* _WHAT YOU SHOULD DO_
Omit all pictures. Quote the lines from the one with "Would you kindly locate the shoreline" through the end of the listing below, exactly as they appear.

* _SUPPLIED INFORMATION_
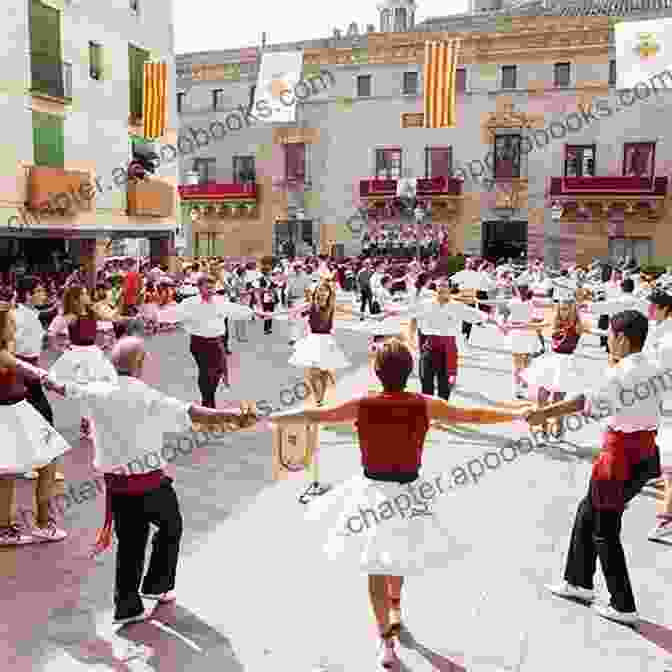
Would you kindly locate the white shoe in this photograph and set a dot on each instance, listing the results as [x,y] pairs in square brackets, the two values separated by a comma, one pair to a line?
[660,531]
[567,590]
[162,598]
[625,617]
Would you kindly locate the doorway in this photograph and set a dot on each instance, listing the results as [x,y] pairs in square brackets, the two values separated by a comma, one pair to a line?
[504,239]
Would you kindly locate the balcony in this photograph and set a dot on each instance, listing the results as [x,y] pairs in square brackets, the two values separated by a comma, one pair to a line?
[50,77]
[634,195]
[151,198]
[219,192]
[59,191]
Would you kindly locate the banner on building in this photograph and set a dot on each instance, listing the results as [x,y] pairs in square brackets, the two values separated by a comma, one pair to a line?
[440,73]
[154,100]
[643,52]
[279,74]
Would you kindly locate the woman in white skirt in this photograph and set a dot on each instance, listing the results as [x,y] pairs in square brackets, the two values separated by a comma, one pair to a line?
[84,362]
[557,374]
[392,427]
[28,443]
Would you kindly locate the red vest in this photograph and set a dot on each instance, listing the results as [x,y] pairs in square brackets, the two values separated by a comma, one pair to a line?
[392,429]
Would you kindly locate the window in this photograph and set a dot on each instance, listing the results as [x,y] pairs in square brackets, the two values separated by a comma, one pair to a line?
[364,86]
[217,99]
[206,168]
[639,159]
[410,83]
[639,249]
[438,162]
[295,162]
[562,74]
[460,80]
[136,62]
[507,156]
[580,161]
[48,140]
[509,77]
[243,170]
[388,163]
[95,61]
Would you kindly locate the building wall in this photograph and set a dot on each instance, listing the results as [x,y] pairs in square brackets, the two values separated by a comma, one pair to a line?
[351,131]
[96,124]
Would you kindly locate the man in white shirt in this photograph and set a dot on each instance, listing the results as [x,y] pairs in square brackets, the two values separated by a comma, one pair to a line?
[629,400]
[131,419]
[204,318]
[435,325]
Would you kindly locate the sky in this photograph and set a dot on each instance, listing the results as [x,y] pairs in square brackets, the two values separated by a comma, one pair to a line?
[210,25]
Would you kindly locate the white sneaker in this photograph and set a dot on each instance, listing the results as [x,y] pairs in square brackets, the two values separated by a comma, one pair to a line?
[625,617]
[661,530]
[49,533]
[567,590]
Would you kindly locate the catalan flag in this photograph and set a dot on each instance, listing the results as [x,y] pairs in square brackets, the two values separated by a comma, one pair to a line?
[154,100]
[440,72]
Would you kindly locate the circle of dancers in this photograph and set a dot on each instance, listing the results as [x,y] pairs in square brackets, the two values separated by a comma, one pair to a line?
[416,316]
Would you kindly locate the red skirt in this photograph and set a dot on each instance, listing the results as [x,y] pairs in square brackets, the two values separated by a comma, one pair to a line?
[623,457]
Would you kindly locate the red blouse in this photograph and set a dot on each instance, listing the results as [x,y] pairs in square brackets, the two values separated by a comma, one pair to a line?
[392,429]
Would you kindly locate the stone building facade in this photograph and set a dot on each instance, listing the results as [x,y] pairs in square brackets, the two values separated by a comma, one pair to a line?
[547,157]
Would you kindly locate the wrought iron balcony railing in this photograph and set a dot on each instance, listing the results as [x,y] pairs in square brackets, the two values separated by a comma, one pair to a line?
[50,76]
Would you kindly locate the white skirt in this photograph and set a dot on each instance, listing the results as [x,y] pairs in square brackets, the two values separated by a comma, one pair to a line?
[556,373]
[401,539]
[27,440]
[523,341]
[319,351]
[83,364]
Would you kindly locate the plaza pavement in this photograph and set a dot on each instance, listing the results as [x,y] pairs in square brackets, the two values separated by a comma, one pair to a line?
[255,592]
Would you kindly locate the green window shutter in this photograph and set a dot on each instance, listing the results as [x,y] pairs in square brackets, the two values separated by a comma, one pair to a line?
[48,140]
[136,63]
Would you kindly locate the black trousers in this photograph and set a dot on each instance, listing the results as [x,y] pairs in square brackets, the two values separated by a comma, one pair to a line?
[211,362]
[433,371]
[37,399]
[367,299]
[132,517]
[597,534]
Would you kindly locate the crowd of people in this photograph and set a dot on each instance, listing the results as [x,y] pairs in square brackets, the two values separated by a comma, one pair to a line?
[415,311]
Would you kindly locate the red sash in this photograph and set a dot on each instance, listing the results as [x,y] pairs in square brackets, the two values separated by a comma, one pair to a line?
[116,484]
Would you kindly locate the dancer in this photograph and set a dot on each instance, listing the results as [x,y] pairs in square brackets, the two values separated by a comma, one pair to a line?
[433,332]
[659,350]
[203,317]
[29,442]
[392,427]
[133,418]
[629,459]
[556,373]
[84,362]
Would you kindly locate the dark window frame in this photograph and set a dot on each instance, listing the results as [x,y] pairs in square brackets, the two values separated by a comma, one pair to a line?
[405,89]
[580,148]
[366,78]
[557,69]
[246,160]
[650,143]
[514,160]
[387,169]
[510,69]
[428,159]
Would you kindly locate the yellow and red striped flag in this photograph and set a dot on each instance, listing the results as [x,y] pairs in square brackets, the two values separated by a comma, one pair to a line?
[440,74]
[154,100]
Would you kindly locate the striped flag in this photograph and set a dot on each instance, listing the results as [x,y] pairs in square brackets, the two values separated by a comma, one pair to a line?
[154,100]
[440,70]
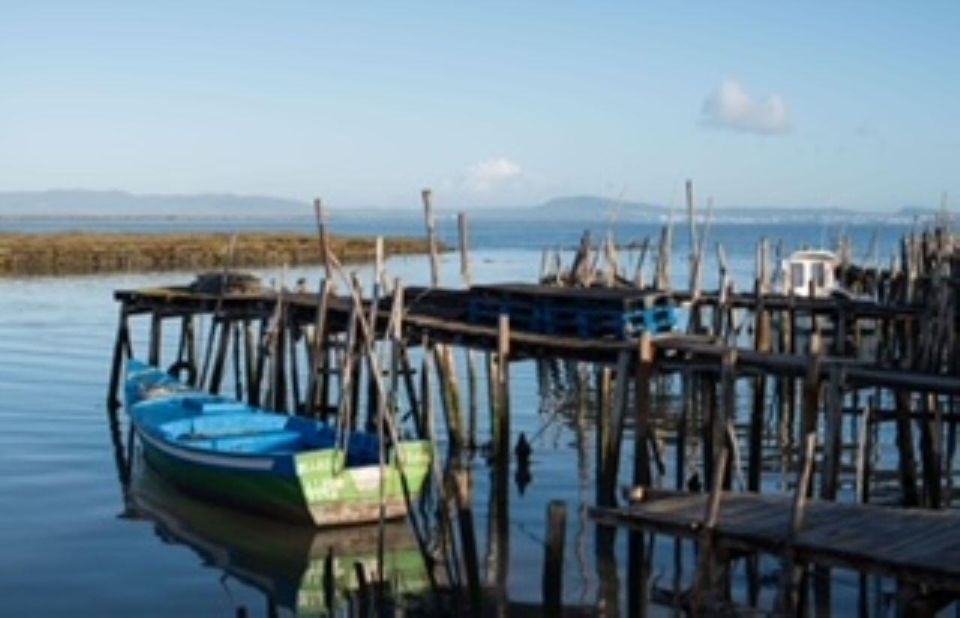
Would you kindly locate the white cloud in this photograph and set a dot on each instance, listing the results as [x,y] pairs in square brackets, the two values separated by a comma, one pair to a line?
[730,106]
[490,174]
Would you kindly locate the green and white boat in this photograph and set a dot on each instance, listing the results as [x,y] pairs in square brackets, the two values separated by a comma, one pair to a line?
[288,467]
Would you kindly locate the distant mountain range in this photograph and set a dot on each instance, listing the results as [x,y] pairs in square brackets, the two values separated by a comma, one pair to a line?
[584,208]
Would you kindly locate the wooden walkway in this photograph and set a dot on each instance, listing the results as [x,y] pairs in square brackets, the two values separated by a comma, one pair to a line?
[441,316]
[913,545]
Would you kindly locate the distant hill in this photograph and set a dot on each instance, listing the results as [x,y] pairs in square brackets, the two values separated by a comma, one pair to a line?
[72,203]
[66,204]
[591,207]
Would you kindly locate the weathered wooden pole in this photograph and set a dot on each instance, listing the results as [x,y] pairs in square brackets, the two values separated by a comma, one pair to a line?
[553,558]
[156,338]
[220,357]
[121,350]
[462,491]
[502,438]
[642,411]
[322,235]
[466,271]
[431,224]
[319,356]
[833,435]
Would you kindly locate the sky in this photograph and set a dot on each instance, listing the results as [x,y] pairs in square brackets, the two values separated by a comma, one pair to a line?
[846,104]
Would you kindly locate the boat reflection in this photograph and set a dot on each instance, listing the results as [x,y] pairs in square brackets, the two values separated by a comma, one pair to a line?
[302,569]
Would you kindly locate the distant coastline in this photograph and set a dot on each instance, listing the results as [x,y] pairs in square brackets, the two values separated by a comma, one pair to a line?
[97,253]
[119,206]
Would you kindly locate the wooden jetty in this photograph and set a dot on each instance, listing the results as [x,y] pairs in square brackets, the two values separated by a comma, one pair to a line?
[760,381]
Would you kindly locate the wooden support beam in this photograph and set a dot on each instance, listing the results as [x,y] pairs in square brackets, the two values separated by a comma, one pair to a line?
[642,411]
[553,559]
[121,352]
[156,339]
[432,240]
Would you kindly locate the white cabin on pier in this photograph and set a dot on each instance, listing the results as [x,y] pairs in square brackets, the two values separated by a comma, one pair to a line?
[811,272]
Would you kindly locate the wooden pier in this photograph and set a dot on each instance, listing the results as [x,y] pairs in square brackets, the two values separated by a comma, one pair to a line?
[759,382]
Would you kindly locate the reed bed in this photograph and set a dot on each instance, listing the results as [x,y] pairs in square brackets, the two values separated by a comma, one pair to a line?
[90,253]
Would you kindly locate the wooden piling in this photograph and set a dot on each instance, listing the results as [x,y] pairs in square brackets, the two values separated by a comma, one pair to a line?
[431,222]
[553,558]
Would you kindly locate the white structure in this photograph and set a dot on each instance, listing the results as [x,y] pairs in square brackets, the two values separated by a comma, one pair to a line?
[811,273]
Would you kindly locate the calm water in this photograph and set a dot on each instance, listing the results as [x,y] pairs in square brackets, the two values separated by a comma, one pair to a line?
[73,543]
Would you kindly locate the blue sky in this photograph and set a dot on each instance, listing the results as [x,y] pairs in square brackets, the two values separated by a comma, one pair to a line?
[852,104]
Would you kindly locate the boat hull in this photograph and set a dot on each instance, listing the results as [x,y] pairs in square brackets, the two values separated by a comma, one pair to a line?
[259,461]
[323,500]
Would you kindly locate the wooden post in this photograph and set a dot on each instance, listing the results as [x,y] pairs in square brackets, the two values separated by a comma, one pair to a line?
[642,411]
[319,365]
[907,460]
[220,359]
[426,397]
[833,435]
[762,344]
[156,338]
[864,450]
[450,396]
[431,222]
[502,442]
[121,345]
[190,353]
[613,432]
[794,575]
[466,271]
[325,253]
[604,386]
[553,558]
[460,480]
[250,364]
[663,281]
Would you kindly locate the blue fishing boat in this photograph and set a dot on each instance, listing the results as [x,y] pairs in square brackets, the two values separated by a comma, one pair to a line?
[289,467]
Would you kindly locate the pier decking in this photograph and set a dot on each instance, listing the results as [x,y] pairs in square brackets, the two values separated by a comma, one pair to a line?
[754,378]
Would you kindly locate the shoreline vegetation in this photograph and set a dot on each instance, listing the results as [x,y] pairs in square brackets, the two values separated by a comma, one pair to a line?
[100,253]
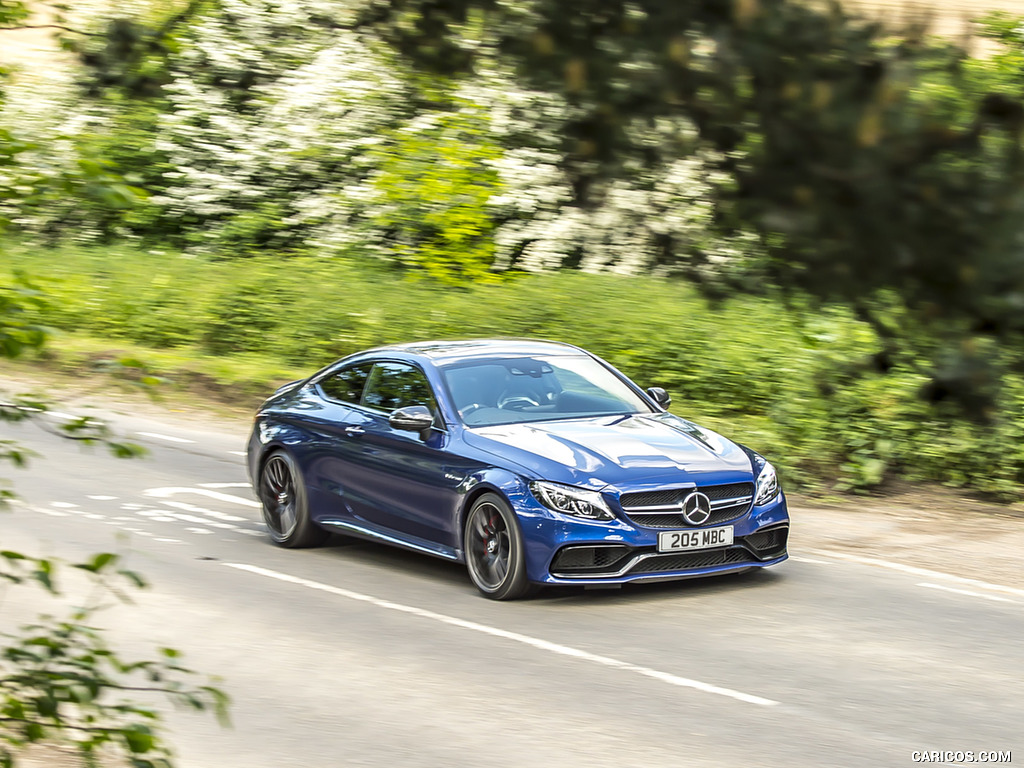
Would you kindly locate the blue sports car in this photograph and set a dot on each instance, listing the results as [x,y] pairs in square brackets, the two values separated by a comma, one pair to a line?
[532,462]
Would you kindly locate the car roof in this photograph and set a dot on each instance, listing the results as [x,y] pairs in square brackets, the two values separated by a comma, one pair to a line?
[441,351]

* _SOLVED EXERCISE_
Would you kindly locate the shoreline vegetation in this photograph and set a dot on each instance, listing the results as [x,y] pairs in square brackets, the two values separated by a comma, one pair to a line?
[100,253]
Would you kindly locate the blue sports car in this photograph and set a dot on each instance, listing the results as [x,y] pairs in square brackets, the two values separated by a comma, one pair to a line?
[532,462]
Would you kindly locate the car roof in this photograph and set a dot on each instance, listing the results as [x,y] pairs in square brackets, the two values separated by a comma, one pair to a line?
[441,351]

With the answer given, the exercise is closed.